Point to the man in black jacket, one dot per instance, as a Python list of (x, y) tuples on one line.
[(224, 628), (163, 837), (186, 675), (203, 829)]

⁂

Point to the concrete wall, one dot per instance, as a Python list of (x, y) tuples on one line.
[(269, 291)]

⁂

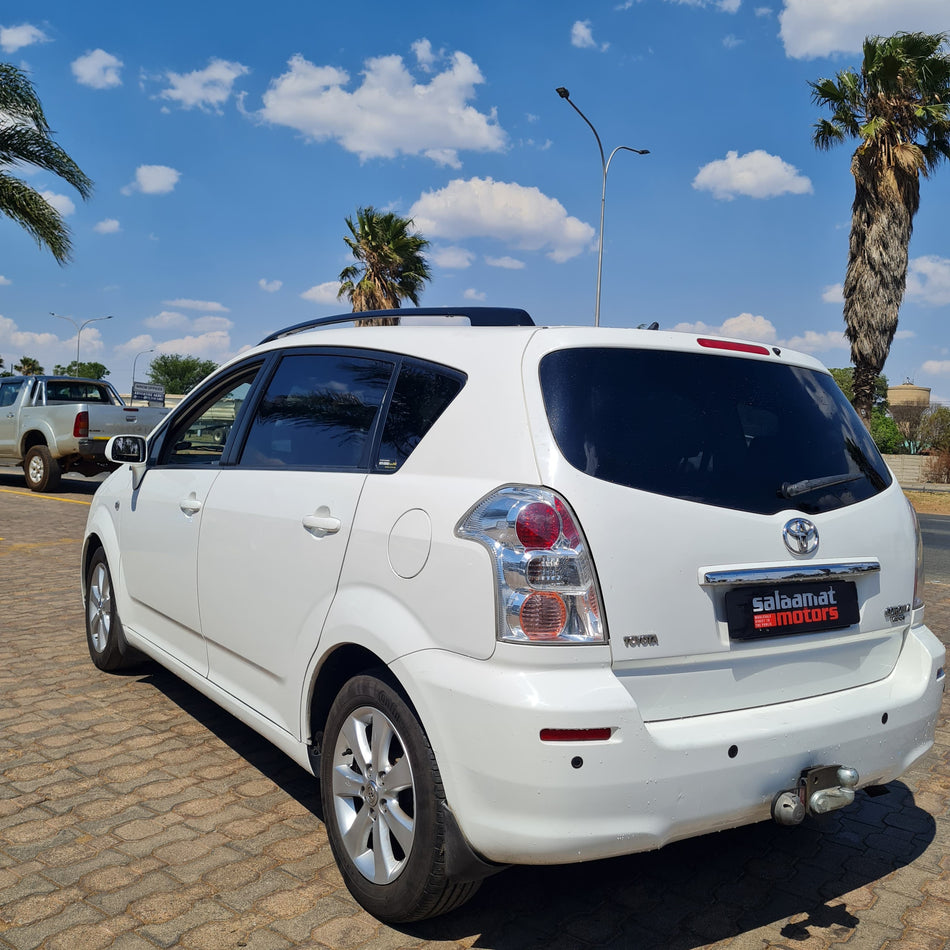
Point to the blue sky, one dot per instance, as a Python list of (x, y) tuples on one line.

⁂

> _Task description_:
Copy out the records from the line that contains "Point to the man" through the line that contains "[(224, 628), (163, 837), (186, 675), (203, 829)]", both lines included and every character unchanged.

> _Solution for this task_:
Point to the man in black jacket, one dot per instance, as a Python list of (x, y) tuples on one line.
[(224, 628), (163, 837), (186, 675), (203, 829)]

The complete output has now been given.